■ TRAVAIL À FAIRE: Dans combien de lignes des enregistrements figure la chaîne « leaf », en respectant la casse ? Indiquez-en le nombre, sans rien d'autre.
##### DONNÉES DE LA TÂCHE #####
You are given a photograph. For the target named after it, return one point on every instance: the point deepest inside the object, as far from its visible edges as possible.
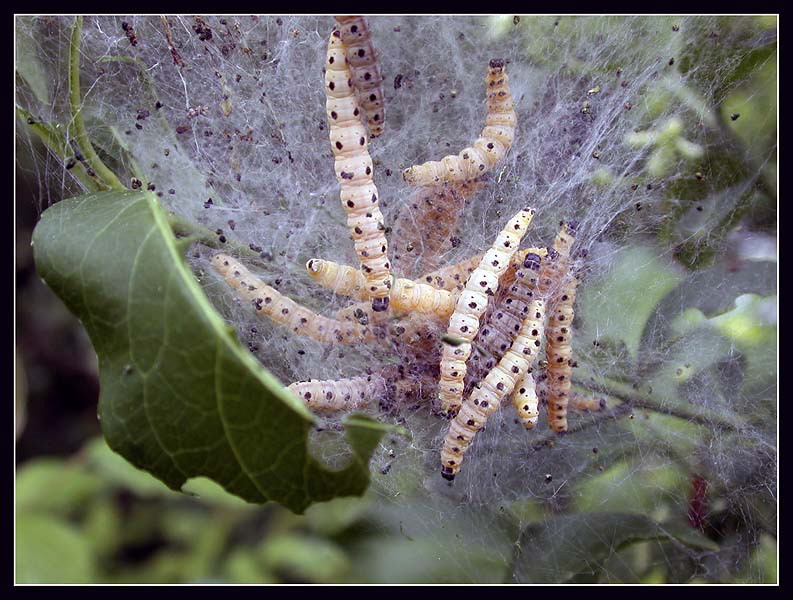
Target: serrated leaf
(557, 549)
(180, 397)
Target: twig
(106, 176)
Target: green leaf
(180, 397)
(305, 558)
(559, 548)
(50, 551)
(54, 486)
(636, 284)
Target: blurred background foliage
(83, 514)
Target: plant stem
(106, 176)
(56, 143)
#####
##### DONNÉES DE LA TÂCHE #####
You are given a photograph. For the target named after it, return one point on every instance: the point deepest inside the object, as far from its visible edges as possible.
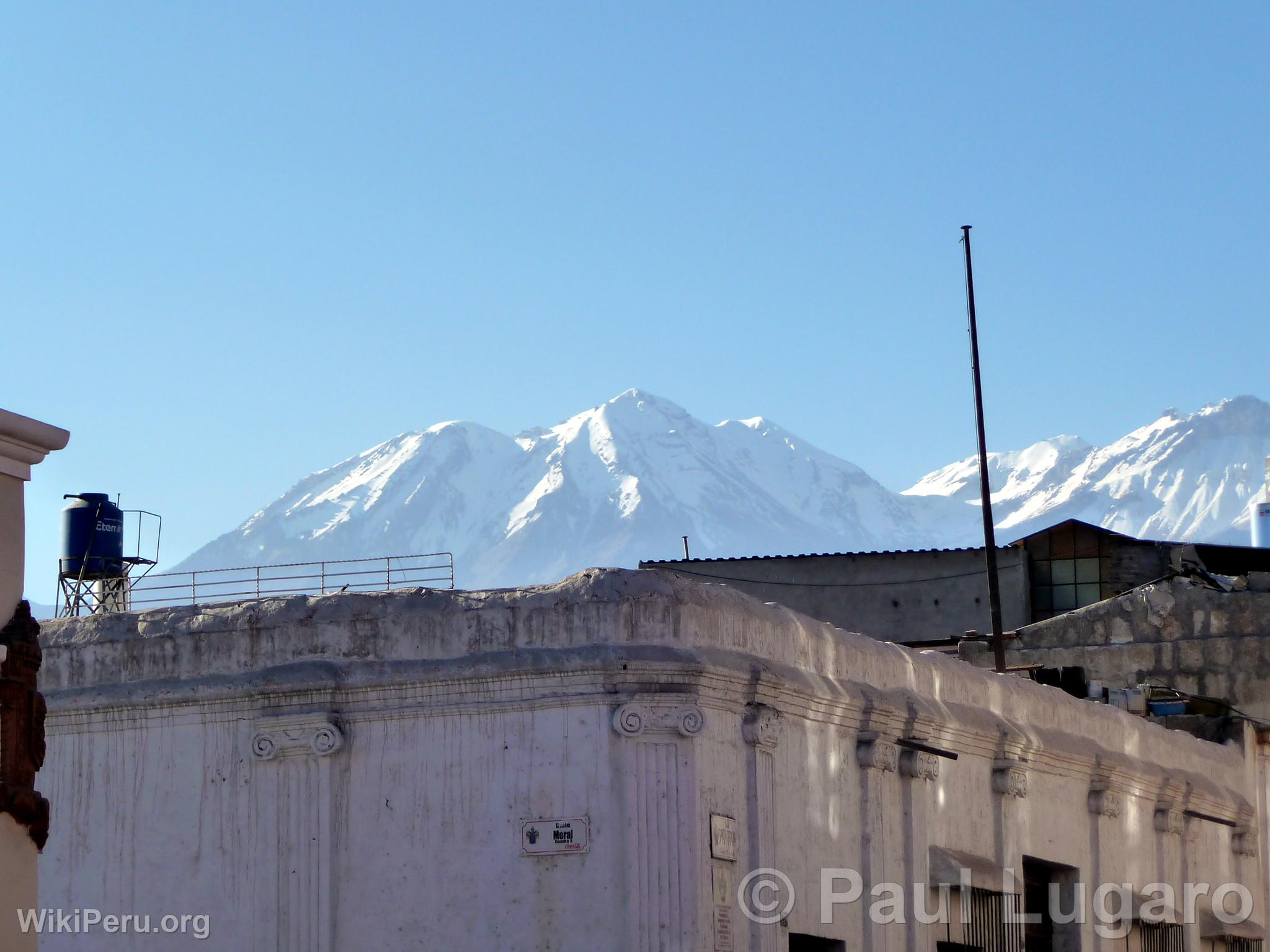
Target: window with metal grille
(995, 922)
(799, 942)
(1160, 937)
#####
##### DONNÉES DE LA TÂCHE #####
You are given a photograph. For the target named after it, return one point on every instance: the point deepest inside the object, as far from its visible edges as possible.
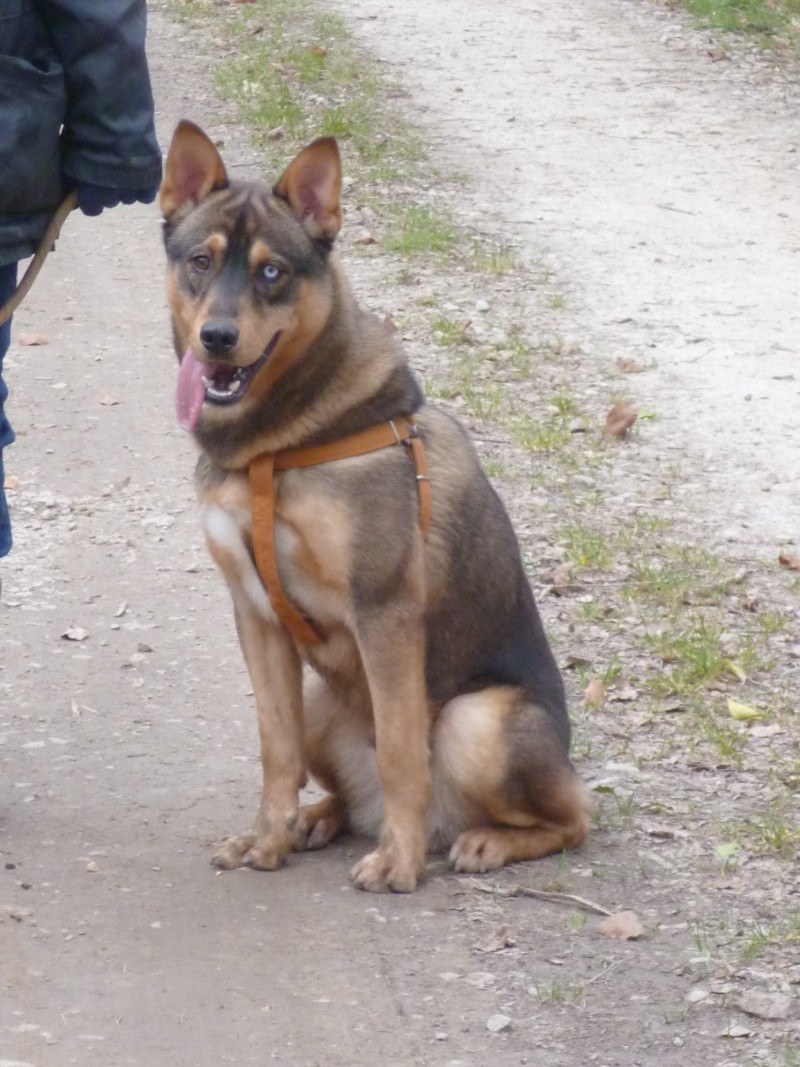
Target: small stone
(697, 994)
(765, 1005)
#####
■ RÉPONSE RÉDIGÉE: 2